● Given task
List each line in the listing below that contains the word "piling".
-- Begin Task input --
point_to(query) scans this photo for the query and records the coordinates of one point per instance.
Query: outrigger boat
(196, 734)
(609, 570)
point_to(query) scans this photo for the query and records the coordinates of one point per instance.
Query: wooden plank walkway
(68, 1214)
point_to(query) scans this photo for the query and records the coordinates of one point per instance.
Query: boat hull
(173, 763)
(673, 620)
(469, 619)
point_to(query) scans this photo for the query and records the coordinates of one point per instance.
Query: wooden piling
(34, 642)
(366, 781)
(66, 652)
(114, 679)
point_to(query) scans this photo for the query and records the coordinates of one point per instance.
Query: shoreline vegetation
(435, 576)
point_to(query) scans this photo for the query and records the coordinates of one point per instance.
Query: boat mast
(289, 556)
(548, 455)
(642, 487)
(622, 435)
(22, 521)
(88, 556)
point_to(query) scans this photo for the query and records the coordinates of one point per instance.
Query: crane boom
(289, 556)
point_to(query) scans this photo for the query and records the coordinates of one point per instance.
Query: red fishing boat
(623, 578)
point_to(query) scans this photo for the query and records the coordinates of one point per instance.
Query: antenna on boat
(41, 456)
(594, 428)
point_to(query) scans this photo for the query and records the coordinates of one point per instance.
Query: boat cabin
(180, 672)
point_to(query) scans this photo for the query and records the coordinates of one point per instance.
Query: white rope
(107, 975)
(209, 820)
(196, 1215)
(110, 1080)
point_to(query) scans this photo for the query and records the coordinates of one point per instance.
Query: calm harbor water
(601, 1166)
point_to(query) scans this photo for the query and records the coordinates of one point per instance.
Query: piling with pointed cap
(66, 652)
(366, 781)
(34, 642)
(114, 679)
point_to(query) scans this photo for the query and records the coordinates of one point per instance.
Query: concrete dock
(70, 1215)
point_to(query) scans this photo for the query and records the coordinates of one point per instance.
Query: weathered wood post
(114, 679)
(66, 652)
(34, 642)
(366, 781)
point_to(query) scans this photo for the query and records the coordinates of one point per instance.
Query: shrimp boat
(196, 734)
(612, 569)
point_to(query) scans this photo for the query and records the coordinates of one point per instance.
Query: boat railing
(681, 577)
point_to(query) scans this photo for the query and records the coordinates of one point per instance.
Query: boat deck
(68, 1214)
-- End Task input --
-- Begin Task input --
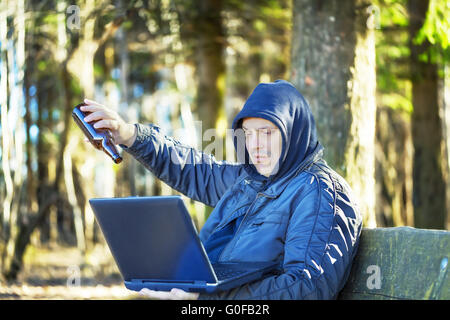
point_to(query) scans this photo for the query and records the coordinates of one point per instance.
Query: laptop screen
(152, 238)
-- End Task input --
● Task response
Query: wooden piling
Query: piling with pointed cap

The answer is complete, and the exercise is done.